┌─ Excerpted passage
Kathryn Werner Collins, Las Vegas, for Respondent Las Vegas Police Protective Association, Inc.




The Las Vegas Metropolitan Police Department (LVMPD) initiated an internal investigation of appellant Laurie Bisch regarding allegations of insurance fraud after Bisch's dog bit her daughter's 17-year-old friend, and Bisch represented to medical staff that the girl was her own daughter but did not use her employer-provided health insurance. Bisch was not provided a police protective association (PPA) representative during an internal investigation meeting because she had retained a private attorney. At issue here is whether Bisch was entitled to have PPA representation present during an internal investigation meeting. We hold that she was not. NRS 289.080 did not impose a duty on the PPA to provide representation to Bisch.

Although the charges of insurance fraud were ultimately dropped, the LVMPD issued Bisch a formal written reprimand for a violation of "[c]onduct unbecoming an employee" under LVMPD Civil Service Rule 510.2(G)(1). Also at issue is whether Bisch's discipline was based on overly broad criteria or was politically motivated. We conclude that her discipline was proper because the discipline bore directly on her fitness to perform her profession. Further, despite the fact that she established a prima facie case of political motivation, substantial evidence was presented to rebut the presumption of discrimination. We therefore affirm the district court's decision.
└─
### What the task asks
Quote the whole court opinion excerpt on the Bisch internal investigation word for word. Nothing in the listing is needed here.
┌─ Record set
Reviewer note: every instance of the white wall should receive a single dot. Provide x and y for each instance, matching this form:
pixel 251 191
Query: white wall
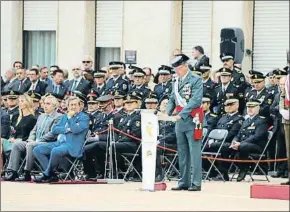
pixel 11 33
pixel 75 33
pixel 146 28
└─
### Solution for this exercise
Kathryn Werner Collins, Las Vegas, for Respondent Las Vegas Police Protective Association, Inc.




The Las Vegas Metropolitan Police Department (LVMPD) initiated an internal investigation of appellant Laurie Bisch regarding allegations of insurance fraud after Bisch's dog bit her daughter's 17-year-old friend, and Bisch represented to medical staff that the girl was her own daughter but did not use her employer-provided health insurance. Bisch was not provided a police protective association (PPA) representative during an internal investigation meeting because she had retained a private attorney. At issue here is whether Bisch was entitled to have PPA representation present during an internal investigation meeting. We hold that she was not. NRS 289.080 did not impose a duty on the PPA to provide representation to Bisch.

Although the charges of insurance fraud were ultimately dropped, the LVMPD issued Bisch a formal written reprimand for a violation of "[c]onduct unbecoming an employee" under LVMPD Civil Service Rule 510.2(G)(1). Also at issue is whether Bisch's discipline was based on overly broad criteria or was politically motivated. We conclude that her discipline was proper because the discipline bore directly on her fitness to perform her profession. Further, despite the fact that she established a prima facie case of political motivation, substantial evidence was presented to rebut the presumption of discrimination. We therefore affirm the district court's decision.